**Set problem**
Reproduce the lines below from the one containing "of the wristwatch" through the end of the records, both ends included and requests kept, with every point coordinate in the answers multiplied by 1.45 and rounded to a whole number, halves rounding up. Give only those lines.

**Data lines**
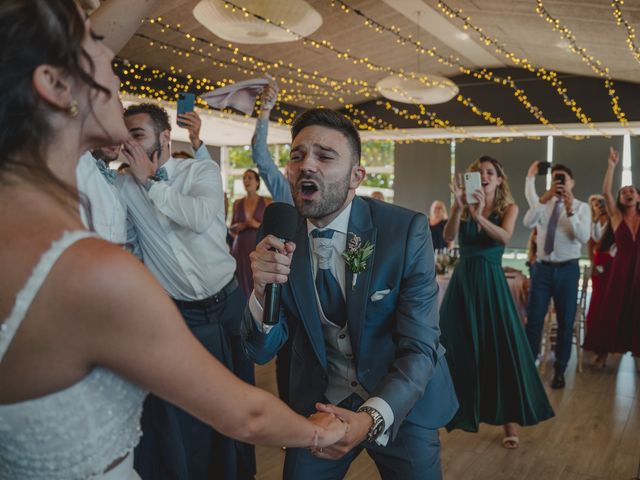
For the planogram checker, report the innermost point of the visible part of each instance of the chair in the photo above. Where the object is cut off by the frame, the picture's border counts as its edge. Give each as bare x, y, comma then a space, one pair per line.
550, 327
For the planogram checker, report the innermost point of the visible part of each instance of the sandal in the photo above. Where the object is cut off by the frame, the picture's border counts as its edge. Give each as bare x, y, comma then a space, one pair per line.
511, 443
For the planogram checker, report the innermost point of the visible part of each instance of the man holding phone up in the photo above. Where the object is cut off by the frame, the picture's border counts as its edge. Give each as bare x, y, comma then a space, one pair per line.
563, 226
177, 210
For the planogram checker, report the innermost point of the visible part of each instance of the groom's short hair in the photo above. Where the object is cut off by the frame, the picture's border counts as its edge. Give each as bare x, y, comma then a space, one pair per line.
324, 117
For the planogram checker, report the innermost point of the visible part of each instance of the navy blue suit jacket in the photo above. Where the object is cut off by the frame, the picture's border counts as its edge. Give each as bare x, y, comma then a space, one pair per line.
395, 340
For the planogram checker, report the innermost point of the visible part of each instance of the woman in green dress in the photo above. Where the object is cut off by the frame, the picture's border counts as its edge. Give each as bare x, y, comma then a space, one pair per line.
487, 350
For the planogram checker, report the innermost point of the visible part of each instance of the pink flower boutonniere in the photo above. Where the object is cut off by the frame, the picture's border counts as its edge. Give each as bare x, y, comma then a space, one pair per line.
356, 256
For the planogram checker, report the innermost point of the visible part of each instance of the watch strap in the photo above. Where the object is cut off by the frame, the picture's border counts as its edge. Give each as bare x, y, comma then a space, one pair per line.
377, 427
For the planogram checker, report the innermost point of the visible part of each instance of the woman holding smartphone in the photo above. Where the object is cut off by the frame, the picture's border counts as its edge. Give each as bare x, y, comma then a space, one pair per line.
85, 329
489, 357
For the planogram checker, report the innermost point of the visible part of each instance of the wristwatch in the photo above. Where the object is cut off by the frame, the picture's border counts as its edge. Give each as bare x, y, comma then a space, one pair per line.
150, 181
378, 422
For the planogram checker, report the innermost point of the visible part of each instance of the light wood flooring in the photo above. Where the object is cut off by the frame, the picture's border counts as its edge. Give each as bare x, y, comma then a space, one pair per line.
594, 435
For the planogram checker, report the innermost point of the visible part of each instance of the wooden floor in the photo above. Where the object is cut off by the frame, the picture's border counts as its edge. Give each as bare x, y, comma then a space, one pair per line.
594, 435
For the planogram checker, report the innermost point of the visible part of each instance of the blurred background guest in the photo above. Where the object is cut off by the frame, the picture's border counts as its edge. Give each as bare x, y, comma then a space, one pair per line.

**Written solution**
For the planogram checker, report the innermost point of the visible part of each instance of the wristwatch in the photo above. Where the object is cut off by the frame, the picture's border counts as its edge. Give each as bare x, y, comma then a space, one pair per line.
218, 262
548, 612
For the planogram checker, report the innermost point of the visible part of each instance of the light wood flooring in the photo above. Where the object is cut off by the frame, the picture's border counts as its edge. Give each as bare x, y, comma then a space, one pair per line.
861, 631
For the planogram checker, report the innermost point of the visible part of each instance of the wooden floor in the photo above. Where the object is cut off by the frame, the picture's border counts as its edge. Give each as bare x, y, comma then a space, one pair per line.
861, 631
For the planogram checker, report the innermost point of the visible part of each instance of the blurred background guest in the photo above. Where the object is cut off by the frame, the picture's border counts as its edge. Give each as bare x, y, comma then a space, one pair per line.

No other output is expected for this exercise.